◆ **Data records**:
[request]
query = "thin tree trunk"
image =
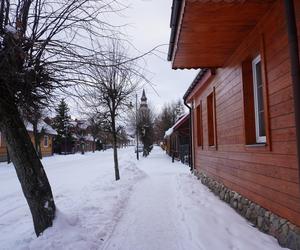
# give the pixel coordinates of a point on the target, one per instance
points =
(116, 163)
(29, 168)
(94, 144)
(8, 156)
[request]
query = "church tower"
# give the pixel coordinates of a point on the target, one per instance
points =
(144, 104)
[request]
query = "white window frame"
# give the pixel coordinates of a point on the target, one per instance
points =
(46, 145)
(259, 139)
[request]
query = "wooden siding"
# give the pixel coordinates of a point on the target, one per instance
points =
(267, 175)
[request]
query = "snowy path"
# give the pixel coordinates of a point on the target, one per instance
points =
(156, 205)
(170, 209)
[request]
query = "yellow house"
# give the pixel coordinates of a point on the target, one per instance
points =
(46, 143)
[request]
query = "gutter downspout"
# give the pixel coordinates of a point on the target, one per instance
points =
(295, 67)
(176, 8)
(191, 160)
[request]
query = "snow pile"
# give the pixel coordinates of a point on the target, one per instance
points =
(157, 205)
(88, 199)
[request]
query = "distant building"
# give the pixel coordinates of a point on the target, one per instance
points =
(46, 145)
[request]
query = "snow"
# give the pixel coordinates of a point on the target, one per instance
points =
(157, 205)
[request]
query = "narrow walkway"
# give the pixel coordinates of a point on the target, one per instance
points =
(170, 210)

◆ **Work to be completed**: Look through the data above. Each line containing the word "query" needs to be copied.

◆ **Your response**:
query = "thin tree trunk"
query = "church tower"
query = "white window frame"
query = "wooden siding"
query = "snowy path"
query = "yellow house"
query = "gutter downspout"
query = "snow pile"
query = "distant building"
query = "snow"
query = "narrow walkway"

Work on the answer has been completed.